[start of Records]

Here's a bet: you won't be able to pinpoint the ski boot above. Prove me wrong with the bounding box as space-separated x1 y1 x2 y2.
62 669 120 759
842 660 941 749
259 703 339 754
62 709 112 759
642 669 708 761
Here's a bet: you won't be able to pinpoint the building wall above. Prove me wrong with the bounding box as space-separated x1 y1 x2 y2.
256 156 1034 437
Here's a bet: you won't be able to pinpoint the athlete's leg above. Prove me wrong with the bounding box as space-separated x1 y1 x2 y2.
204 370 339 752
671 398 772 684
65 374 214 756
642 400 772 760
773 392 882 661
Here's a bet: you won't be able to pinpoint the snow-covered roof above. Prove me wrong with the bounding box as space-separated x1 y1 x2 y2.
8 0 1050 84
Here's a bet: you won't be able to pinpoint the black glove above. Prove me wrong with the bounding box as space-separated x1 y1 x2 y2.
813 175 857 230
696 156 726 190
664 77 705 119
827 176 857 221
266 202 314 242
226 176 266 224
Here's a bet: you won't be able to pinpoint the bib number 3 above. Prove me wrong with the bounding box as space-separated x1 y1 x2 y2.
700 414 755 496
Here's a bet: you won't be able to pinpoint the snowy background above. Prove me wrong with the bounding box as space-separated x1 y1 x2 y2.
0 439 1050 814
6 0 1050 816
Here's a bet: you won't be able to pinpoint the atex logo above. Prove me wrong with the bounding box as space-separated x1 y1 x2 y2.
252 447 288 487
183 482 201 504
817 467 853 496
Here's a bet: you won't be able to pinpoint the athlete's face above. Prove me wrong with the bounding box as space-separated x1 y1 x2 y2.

[end of Records]

Exercise details: Present every item above as a numbered list, leaving out any blank lines.

Full solution:
1. Here's a bet: you won't be able to pinpoint the ski boot above. Prove me wrong with the bounding box as space-separated x1 y1 x2 y2.
2. 62 669 120 759
3. 842 660 941 749
4. 259 703 339 754
5. 62 709 112 759
6. 642 669 708 761
7. Here's a bet: you won't be able to pinpoint the building wall above. Prove me wrong with the bounding box as space-separated x1 y1 x2 y2.
8. 256 156 1034 437
9. Here's a bet: you won't be able to pinpoint the athlete's leg above. Prove me wrong with the bounding box as space-separated x1 y1 x2 y2.
10. 204 370 339 752
11. 671 398 772 684
12. 65 374 214 756
13. 642 400 772 760
14. 773 392 882 661
15. Here's a bet: you won't be able to pinpoint the snow-covered roof above. Prove me wrong with the bounding box as space-separated x1 y1 x2 y2.
16. 8 0 1050 84
17. Here's a bet: you won't be able to pinpoint the black glove above. Prove me wrong with the bounding box as space-separated x1 y1 x2 y2.
18. 813 175 857 230
19. 696 156 726 190
20. 664 77 705 119
21. 827 176 857 221
22. 266 202 314 242
23. 226 176 266 224
24. Here's a bet: you won't be able to pinpoint the bib number 3 above. Prove me wrong with the bounding box as space-separated x1 y1 x2 y2.
25. 700 414 755 496
26. Here's a bet: you won't be able to pinpoint the snowy background above. Prove me wrong with the bounding box as space-separated x1 y1 x2 y2.
27. 0 439 1050 814
28. 6 0 1050 816
29. Here's a bet: you won't be able to pinpoint the atex logo above. Prove me wrong with the bounding box as space-separated x1 y1 x2 y2.
30. 252 447 288 487
31. 183 482 201 504
32. 817 467 853 496
33. Here's a bet: you won't be able to pinpoint the athlete's face above. Prove me wrong with the bounding box as space-separated x1 y1 x2 y2.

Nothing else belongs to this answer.